» Problem set:
a) Using the article on memorability below, answer these:
(i) At which university does Wilma Bainbridge work?
(ii) Researchers at which institution began probing memorability in the early 2010s?
(iii) How many previously seen images are humans capable of recognizing?
b) Write the next few paragraphs of the article on memorability below, picking up after its final sentence.

January 26, 2022:
Part of the Memory Issue of The Highlight, our home for ambitious stories that explain our world.
Wilma Bainbridge, a cognitive neuroscientist at the University of Chicago, recently showed me eight images and asked me to guess: Which ones will I remember? For each pair, she hinted, one image would be more likely to stick in my mind.
It seemed like a trick question. None of the images seemed particularly striking. These were the kinds of mundane photos we may come across every day — two men, two women, a dining room and an empty cubicle in an office, two tropical beaches.
Maybe, I thought, I’d remember the man in the bottom row if I saw him again. He was more classically handsome with swooshy hair, deep-set eyes, and superhero-square jawline, compared to the smirking man in the top row (sorry, dude). I’d choose the dining room with the tree over the sad office cubicle. That’s a place I’d want to eat a big bowl of pasta and laugh with friends. The women seemed to have equally kind smiles, so why would I remember one more than the other? And the beaches, well, they both seemed like boring postcards.
Bainbridge wasn’t asking about my memory, but memorability. On any given day, we’re bombarded with images — in the news, on TV, on Instagram, faces we encounter on the street, scenes we see outside a car window — and some of those images stick around in our brains. Others are just lost.
While memory is what helps us recall things we’ve encountered or thought of before, studies of memorability ask: Why do we remember what we remember? Why do we forget what we forget?
Memory still looms as a big mystery in science. No scientist is perfectly sure how the brain physically sorts and stores all the information — and all the types of information — that gets encoded into memories. But cognitive psychologists hope that asking what we remember will start to teach them how we remember. And with a better understanding of how, scientists can perhaps come up with ways to fix lapses in memory.
What’s puzzling, and a bit provocative, is that artificial intelligence is getting remarkably good at predicting which images the human brain is going to remember, even outperforming our own human intuitions. Which is making scientists wonder: Can they help engineer more memorable images — for classrooms, for maps, for the memory-impaired? Can they help design a more memorable world? So much our minds encounter eventually slips away. Maybe we can control what sticks.
In psychology, memory is a huge topic. It’s one word, but it stands for a lot of different things our brains can do. You might use working memory for holding a few digits in your head while you go to unlock a keypad; episodic memory to recall a school trip to the state fair from when you were 10; sensory memory to conjure up the smells of the funnel cakes there. You can remember historical facts like when the state fair was founded; you can remember the directions for how to get to the fairgrounds.
Exactly how all of these sources of memory work together, and exactly how they are different and the same, is a source of endless scholarship in psychology. No experiment can capture the whole of our human experience with memory and explain every instance of it. Instead, in labs, researchers can really only study it in smaller slices, and then try to figure out what it all means in the bigger picture.
The smaller slices can lead to some fascinating conclusions. In the early 2010s, researchers at the Massachusetts Institute of Technology started probing memorability by asking participants to play an experimental game. Cognitive scientist Aude Oliva and her colleagues showed study participants a series of images like the eight photos I was given, and then quizzed them later on which ones they recognized. If a participant recognized a photo they’d actually seen before, it counted as being remembered.
Previous research shows humans are really good at this sort of recognition game. We’re capable of recognizing tens of thousands of images we’ve seen before. But we’re not perfect at it. Some images stick vividly in our minds, while others may fade away even when we actively try to remember them.

» Records supplied:
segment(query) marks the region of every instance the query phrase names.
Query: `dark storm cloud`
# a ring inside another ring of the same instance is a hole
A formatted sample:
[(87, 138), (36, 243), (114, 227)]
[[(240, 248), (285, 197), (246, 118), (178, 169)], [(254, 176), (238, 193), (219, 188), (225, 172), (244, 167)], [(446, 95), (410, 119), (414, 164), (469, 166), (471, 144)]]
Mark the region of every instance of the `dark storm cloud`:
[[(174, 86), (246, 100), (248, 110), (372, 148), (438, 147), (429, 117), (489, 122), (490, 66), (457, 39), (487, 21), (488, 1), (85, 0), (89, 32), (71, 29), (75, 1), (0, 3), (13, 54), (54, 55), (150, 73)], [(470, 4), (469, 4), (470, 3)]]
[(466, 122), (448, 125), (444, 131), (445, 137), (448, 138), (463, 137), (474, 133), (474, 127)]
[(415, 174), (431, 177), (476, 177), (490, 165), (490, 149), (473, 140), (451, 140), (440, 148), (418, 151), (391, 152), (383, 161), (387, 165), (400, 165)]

» Exercise results:
a)
(i) The University of Chicago
(ii) The Massachusetts Institute of Technology
(iii) Tens of thousands

b)
The MIT memory game studies asked whether some images are inherently more likely to be remembered than others. The answer was yes. In study after study, researchers have found that some images leave a much more lasting impression. The findings hold true across different categories of images: Some faces are more memorable than others, some scenes are more memorable than others, and even some random noise images — scrambled, unrecognizable fields of light and color — are more memorable than others.
Whatever is influencing the memorability of images, it’s not something we’re consciously aware of. Some studies have asked participants to guess which images will be remembered, just as Bainbridge asked me. “Our intuitions are really bad,” Bainbridge says. Participants “perform almost at chance.”
My guesses were as bad as the next person’s. I predicted that I’d remember the handsome man with the swooshy hair, and the dining room with the tree in it. But according to Bainbridge, the images I chose weren’t actually memorable. Thirty percent more people remembered the images I didn’t choose.
“It’s crazy, because the indoor dining room with the tree is definitely more interesting and beautiful, and the two beaches look almost indistinguishable,” says Bainbridge, who started in memorability research as a PhD student in Oliva’s lab. “But something about the top images makes them better remembered by people.” (This is true regardless of what order the images are presented in.)
“It’s still a mystery,” Bainbridge says.
Memorability turns certain common assumptions about how memory works on their head. “The traditional way of thinking about memory is, it’s about ourselves,” says Chris Baker, a National Institutes of Health neuroscientist who studies visual perception. (Baker has also collaborated with Bainbridge.) I’m outdoorsy and love nature, for example, so perhaps I’d be more likely to remember a gorgeous mountain vista and less likely to remember a boring street corner.
But memorability research considers whether there’s something predetermined about what makes it into our memories. As Baker says: “How much of what you remember is not about ourselves, but about what it is that we’re trying to remember?” If the street corner is inherently more memorable than the mountain vista, then maybe my personal preferences and interests don’t matter that much.
It’s clear from memory research that certain life events are more likely to be remembered than others. “You remember getting married, you remember the college graduation, you remember these kinds of events that we’ve deemed to be important milestones,” says Lisa Fazio, a memory researcher at Vanderbilt University. Certain words are more likely to be remembered, too. “It’s much easier to remember words that you can imagine, versus abstract things,” Fazio explains. “The ‘Liberty Bell’ is easier to remember than ‘liberty’.”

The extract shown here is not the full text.